→ **SELECTED EXTRACT**:
▬▬▬▬▬▬▬▬▬▬

The week had only just started, but already it was not going according to plan. It wasn’t even 9:00 a.m. Monday morning and already we had tried breaking into our house, failed, and were now sitting at McDonald’s eating pesto and scrambled egg wraps and waiting …
Maybe a few questions are coming to mind right now. First of all, why had we tried to break into our own house? And why was it such a bad morning if we were sitting eating breakfast at McDonald’s? There is one very good explanation for all of this: I had an interview for a job as a receptionist for an office building. This isn’t how I usually like to start the day when I have an important job interview; that day, I had no choice.
The weekend before had been a family camp out for the Brisbane congregation of the Philadelphia Church of God. Mom and I had left the campsite a few hours earlier than everyone else so that I could prepare for my interview. I had graduated high school only about a month before and had been looking for a full-time job ever since.
The trip home went smoothly, but when we arrived, it didn’t take long for us to realize that we were stuck. The only key to the security screen door was two hours away with Dad. While my hand was small enough to fit through the holes in the metal on the screen door, it was no good. (It turns out that getting your hand back out of a screen door is a lot more difficult than sliding it in. For a second there, I thought I would have to go to my interview with a screen door on my wrist!) Despite all my efforts, it was impossible to unlock the door from the outside. Sadly for us, security doors do actually prevent someone from breaking in.

▬▬▬▬▬▬▬▬▬▬

→ **RECORDED INFORMATION**:
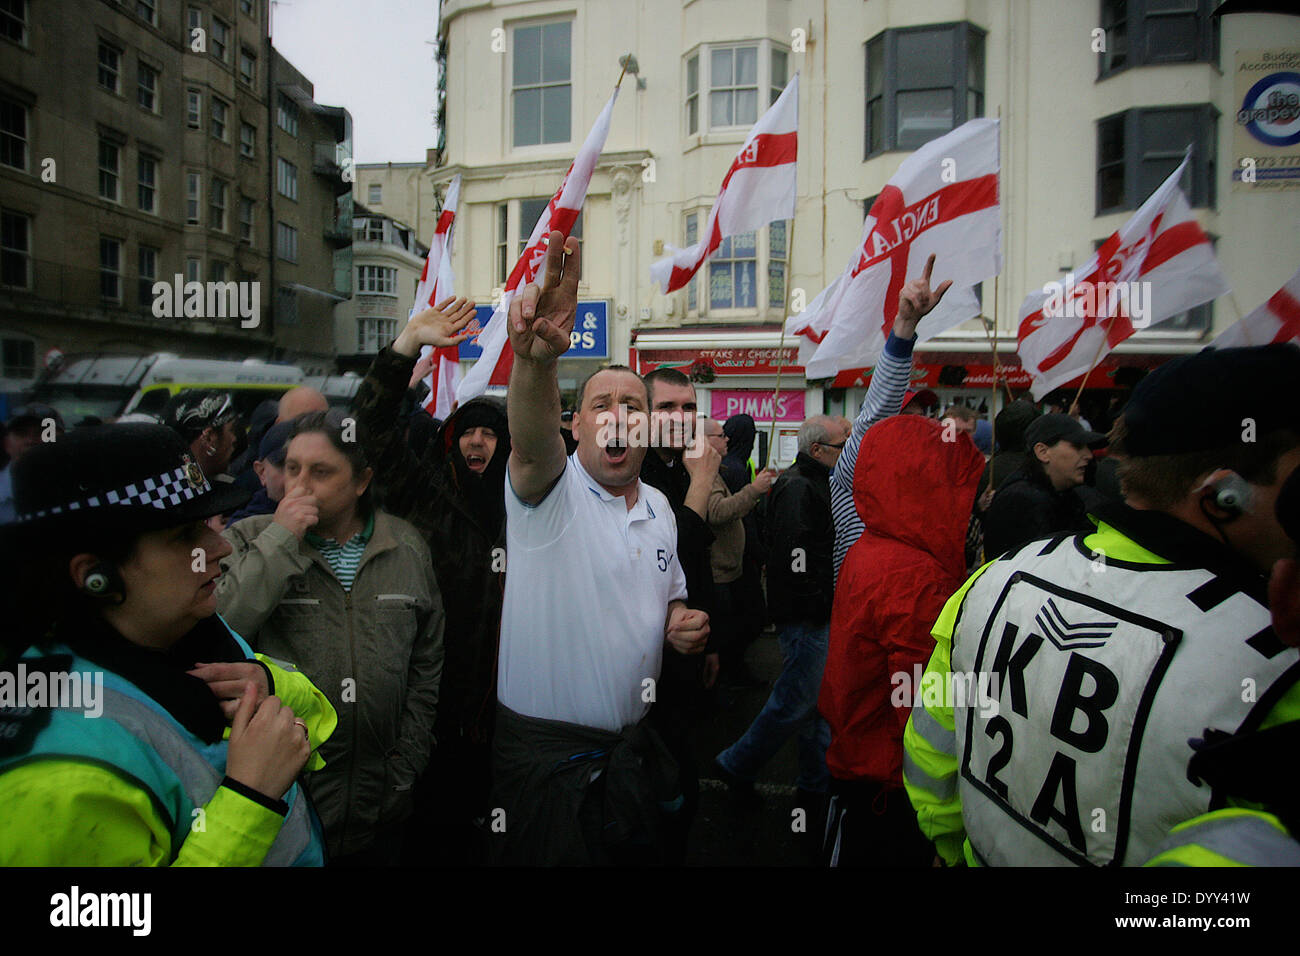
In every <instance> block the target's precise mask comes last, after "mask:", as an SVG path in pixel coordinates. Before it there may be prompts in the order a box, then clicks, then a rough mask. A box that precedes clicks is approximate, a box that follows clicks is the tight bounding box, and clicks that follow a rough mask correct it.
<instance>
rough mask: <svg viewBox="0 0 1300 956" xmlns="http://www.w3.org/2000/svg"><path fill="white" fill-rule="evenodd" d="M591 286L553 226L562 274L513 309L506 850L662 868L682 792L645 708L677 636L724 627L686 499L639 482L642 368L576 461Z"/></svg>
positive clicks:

▬▬▬▬▬▬▬▬▬▬

→ **TASKS AND EXERCISES**:
1) Reproduce the passage from the locked-out morning account starting at "The trip home" and ending at "from breaking in.", swapping "screen door" for "security gate".
2) Summarize the locked-out morning account in two sentences.

→ **TASK RESULTS**:
1)
The trip home went smoothly, but when we arrived, it didn’t take long for us to realize that we were stuck. The only key to the security security gate was two hours away with Dad. While my hand was small enough to fit through the holes in the metal on the security gate, it was no good. (It turns out that getting your hand back out of a security gate is a lot more difficult than sliding it in. For a second there, I thought I would have to go to my interview with a security gate on my wrist!) Despite all my efforts, it was impossible to unlock the door from the outside. Sadly for us, security doors do actually prevent someone from breaking in.

2) The narrator, a recent high school graduate looking for full-time work, had an interview for a receptionist job at an office building on a Monday morning and left a church family camp-out early with the narrator's mother to prepare. At home they found that the only key to the security screen door was two hours away with the narrator's father, and after failing to unlock it from outside, they ended up eating breakfast at McDonald's while waiting.